[start Excerpt to read]

Let’s modify the example slightly. If I know Laura, but do not know
precisely why she is going to India, I will be able to make a more informed
guess about her reasons. Laura is the kind of person who really wants to help
children in the third world, so that is probably why she is going to India. I will
have learnt this about her from my previous exchanges with her or on the
basis of what others have told me about her. In this case too, my attribution is
knowledge-based but the knowledge in question is this time particular and
personal. Although, again, hardly theoretical my attribution remains
speculative and suppositional.
Here’s a third case. Knowing Laura I may already know her reason for
going to India or I might get at it by much more reliable means. I may know
why she is going because she may have already told me so. If not, I could
always ask her. Of course, she may be lying or self-deceived, but even
acknowledging those possibilities direct conversation is undeniably the most
secure route to her reasons.
It is important to stress that in each of these cases the capacity to
understand why Laura acted (or might have acted), our ability to digest these
answers, is framed by the activity of checking to see if her reason, as it were,
makes sense. Guessing at or learning of a person’s reason is only a small part
of the story of our everyday understanding of why others act. It is also
necessary to situate and evaluate reasons in wider contexts and against certain
normative assumptions. Would it make sense for anyone go to India for that
sort of reason? In particular, does it make sense for Laura to go? Is doing so in
line with her character, her larger ambitions, her existing projects, or her
history? What does it say about her? Does it make her a generous person, an
idealist or merely naïve? Understanding reasons for action demands more than
simply knowing which beliefs and desires have moved a person to act. To
understand intentional action requires contextualizing these, both in terms of
cultural norms and the peculiarities of a particular person’s history or values.

[end Excerpt to read]
[start Data supplied]

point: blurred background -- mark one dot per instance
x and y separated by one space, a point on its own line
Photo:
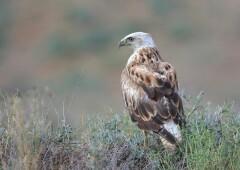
69 48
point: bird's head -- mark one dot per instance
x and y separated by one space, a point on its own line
137 40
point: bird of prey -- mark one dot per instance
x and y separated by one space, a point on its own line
150 91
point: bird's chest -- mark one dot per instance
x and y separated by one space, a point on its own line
149 60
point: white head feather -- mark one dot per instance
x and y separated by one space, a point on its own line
137 40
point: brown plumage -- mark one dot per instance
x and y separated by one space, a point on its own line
150 90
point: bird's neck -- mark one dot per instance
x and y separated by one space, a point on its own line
147 43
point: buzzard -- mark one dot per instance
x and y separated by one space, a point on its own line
150 91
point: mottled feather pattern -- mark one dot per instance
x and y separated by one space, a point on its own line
150 93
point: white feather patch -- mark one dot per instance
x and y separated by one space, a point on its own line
173 129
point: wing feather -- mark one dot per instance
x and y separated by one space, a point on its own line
149 87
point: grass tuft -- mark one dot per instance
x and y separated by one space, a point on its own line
28 140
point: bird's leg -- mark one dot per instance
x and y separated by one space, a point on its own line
145 140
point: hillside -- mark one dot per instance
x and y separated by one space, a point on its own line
30 141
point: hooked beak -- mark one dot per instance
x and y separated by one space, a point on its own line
122 43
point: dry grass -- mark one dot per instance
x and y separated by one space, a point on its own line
30 141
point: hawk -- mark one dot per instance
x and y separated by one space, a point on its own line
150 91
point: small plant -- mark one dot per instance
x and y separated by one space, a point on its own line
28 140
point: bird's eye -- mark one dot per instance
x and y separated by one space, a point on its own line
130 38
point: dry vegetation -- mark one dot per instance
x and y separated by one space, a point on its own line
30 141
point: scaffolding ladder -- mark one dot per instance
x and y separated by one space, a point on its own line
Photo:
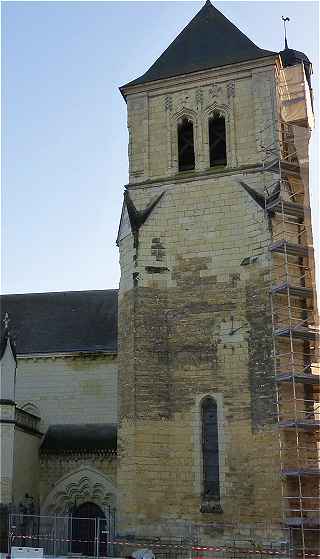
295 338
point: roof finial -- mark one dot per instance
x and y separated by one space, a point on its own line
285 19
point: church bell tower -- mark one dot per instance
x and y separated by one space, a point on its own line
198 388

[end Data supplied]

§ Exercise
Update the passage about understanding Laura's reasons from "Here’s a third" to "to her reasons.", putting "dependable" where "reliable" stands. The records aren't needed here.

§ Exercise answer
Here’s a third case. Knowing Laura I may already know her reason for
going to India or I might get at it by much more dependable means. I may know
why she is going because she may have already told me so. If not, I could
always ask her. Of course, she may be lying or self-deceived, but even
acknowledging those possibilities direct conversation is undeniably the most
secure route to her reasons.